§ **Tugas 1**
Jawablah pertanyaan berikut berdasarkan bacaan tentang dakwah.
(a) Menurut M. Quraish Shihab sebagaimana dikutip oleh Samsul Munir Amin, dakwah merupakan seruan menuju apa?
(b) Apa arti langkah Transformasi dalam mengembangkan dakwah?
(c) Apa unsur kegiatan kedua dalam proses komunikasi yang disebutkan?

§ **Bacaan**
━━━━━━━━━━━━━━━━━━━━
Tuesday, 12 March 2019

hukum dakwah dalam Islam


BAB  I
PENDAHULUAN
A.    Latar Belakang
Dakwah adalah mengajak orang tau sekelompok orang kepada kebaikan (al-Khoir) atau jalan Tuhan (Sabili rabbika) dan mencegah dari yang mungkar (nahi mungkar/ dholla ‘an sabilihi). Dakwah dalam konteks seperti ini akan berjalan terus dan tidak mengenal kata putus sepanjang manusia masih hidup. dakwah merupakan upaya sosialisasi al-ma’ruf dan memproteksi al-mungkar dalam kehidupan yang lebih luas yang melebitkan elemen kehidupan manusia yang kompleks, baik dalam kehidupan ekonomi, sosial, politik, budaya, keamanan dan lain-lainnya.[1]
M. Quraish Shihab sebagaimana yang dikutip oleh Samsul Munir Amin berpendapat bahwa dakwah merupakan seruan menuju keinsafan atau usaha mengubah pribadi dan masyarakat menjadi lebih baik. Perwujudan dakwah bukan sekedar usaha peningkatan pemahaman dalam tingkah laku dan pandangan hidup, melainkan lebih dari itu. Apalagi pada masa sekarang ini, dakwah harus memiliki lebih banyak peran dalam pelaksanaan ajaran Islam diberbagai aspek.[2]
Sehubungan dari hal itu, berikut ini akan diuraikan langkah-langkah guna mengembangkan dakwah yakni:
1.      Konstruksi, artinya sejarah yang masih berkaitan disusun dan dipahami.
2.      Interpretasi, artinya sejarah dapat dikembangkan atau dibuang.
3.      Transformasi, artinya sejarah dapat dikembangkan untuk mengikuti tuntutan globalisasi.
4.      Rekonstruksi, artinya melakukan konstruksi ulang secara runtut dan sistematis agar sesuai dengan zamannya.[3].
Dalam menuju tangga keberhasilan sampai pada tingkatan tertentu, setiap organisasi maupu individu dalam berdakwah pastilah memiliki jalan atau cara khas yang digunakan untuk mencapai keberhasilannya. Seringkali manajemen mempunyai masalah dalam hal efektif komunikasi yang efeknya adalah dapat memicu untuk masalah-masalah lain yang kadang kala lebih pelik. Komunikasi yang efektif memiliki peranan penting bagi penyampai (da’i). Salah satu proses komunikasi mempunyai unsur-unsur kegiatan sebagai berikut:
1.      Suatu kegiatan untuk membuat seseorang mengerti.
2.      Suatu sarana pengaliran informasi.
━━━━━━━━━━━━━━━━━━━━
§ **Cuplikan Data**

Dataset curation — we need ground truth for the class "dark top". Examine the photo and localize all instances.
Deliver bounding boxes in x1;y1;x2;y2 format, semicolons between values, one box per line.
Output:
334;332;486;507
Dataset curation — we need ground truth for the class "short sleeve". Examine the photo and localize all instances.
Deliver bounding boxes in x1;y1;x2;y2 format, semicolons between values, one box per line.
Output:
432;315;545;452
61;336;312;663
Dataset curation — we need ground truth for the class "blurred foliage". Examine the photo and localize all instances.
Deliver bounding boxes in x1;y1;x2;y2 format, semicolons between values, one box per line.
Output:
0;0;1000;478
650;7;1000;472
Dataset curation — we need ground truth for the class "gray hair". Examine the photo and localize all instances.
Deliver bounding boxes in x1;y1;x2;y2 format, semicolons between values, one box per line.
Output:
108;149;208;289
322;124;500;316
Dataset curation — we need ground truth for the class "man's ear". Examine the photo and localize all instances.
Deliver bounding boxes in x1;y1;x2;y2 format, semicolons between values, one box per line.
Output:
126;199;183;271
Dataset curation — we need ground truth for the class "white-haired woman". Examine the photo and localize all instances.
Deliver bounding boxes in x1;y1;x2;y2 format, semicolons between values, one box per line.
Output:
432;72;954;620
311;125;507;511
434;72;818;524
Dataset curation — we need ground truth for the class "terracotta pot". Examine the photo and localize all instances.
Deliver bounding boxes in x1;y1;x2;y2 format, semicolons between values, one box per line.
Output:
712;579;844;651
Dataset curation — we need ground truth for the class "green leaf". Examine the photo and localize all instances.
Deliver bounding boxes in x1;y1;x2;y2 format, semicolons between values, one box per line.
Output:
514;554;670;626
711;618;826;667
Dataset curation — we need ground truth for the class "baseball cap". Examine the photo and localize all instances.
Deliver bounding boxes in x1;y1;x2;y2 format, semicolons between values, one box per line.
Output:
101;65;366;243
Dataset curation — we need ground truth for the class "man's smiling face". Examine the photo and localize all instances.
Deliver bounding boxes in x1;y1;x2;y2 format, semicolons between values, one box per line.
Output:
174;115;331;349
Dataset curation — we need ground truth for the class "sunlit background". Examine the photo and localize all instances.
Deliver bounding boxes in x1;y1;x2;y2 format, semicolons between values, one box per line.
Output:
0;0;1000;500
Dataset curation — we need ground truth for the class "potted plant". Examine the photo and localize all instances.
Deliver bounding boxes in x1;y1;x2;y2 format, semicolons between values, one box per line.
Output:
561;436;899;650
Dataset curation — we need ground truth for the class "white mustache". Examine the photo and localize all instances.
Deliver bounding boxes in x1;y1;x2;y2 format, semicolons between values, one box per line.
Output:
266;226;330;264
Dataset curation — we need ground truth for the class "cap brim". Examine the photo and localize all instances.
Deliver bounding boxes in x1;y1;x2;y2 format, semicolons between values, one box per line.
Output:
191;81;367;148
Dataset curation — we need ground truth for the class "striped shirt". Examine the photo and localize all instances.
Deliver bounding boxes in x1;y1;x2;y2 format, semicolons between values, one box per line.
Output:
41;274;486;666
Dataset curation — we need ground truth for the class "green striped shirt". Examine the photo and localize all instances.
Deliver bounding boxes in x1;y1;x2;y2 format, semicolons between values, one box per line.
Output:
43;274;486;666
━━━━━━━━━━━━━━━━━━━━
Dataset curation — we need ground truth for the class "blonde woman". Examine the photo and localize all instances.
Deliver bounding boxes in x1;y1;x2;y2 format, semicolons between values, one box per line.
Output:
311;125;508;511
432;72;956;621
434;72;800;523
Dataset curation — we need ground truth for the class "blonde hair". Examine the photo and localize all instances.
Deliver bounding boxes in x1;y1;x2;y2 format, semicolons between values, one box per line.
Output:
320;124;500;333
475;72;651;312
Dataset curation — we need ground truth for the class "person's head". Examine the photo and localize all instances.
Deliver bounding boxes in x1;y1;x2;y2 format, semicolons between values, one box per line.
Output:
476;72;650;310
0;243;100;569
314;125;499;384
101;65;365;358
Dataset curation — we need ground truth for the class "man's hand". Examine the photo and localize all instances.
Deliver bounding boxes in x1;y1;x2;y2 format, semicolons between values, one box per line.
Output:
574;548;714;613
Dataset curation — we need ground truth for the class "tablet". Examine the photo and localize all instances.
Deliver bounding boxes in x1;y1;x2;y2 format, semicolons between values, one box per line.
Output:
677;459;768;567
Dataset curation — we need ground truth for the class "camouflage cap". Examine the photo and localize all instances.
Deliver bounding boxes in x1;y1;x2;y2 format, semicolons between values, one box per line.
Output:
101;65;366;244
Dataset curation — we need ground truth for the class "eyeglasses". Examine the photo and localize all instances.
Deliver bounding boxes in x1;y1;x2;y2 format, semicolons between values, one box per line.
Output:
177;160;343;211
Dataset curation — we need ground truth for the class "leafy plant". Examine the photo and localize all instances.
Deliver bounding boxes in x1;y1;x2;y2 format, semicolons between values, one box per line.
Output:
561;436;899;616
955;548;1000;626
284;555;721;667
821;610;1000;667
━━━━━━━━━━━━━━━━━━━━
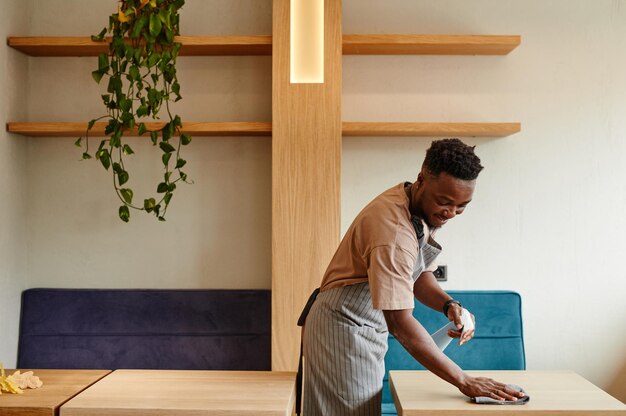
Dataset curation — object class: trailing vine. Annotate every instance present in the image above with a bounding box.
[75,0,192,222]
━━━━━━━━━━━━━━━━━━━━
§ **Tugas 2**
Salin ulang dengan tepat baris-baris catatan mulai dari baris yang memuat "Dataset curation — object" sampai baris yang memuat "[75,0,192,222]", termasuk kedua baris tersebut.

§ **Jawaban Latihan 1**
(a) Dakwah merupakan seruan menuju keinsafan atau usaha mengubah pribadi dan masyarakat menjadi lebih baik.
(b) Transformasi artinya sejarah dapat dikembangkan untuk mengikuti tuntutan globalisasi.
(c) Unsur kegiatan kedua adalah suatu sarana pengaliran informasi.

§ **Jawaban Latihan 2**
Dataset curation — object class: trailing vine. Annotate every instance present in the image above with a bounding box.
[75,0,192,222]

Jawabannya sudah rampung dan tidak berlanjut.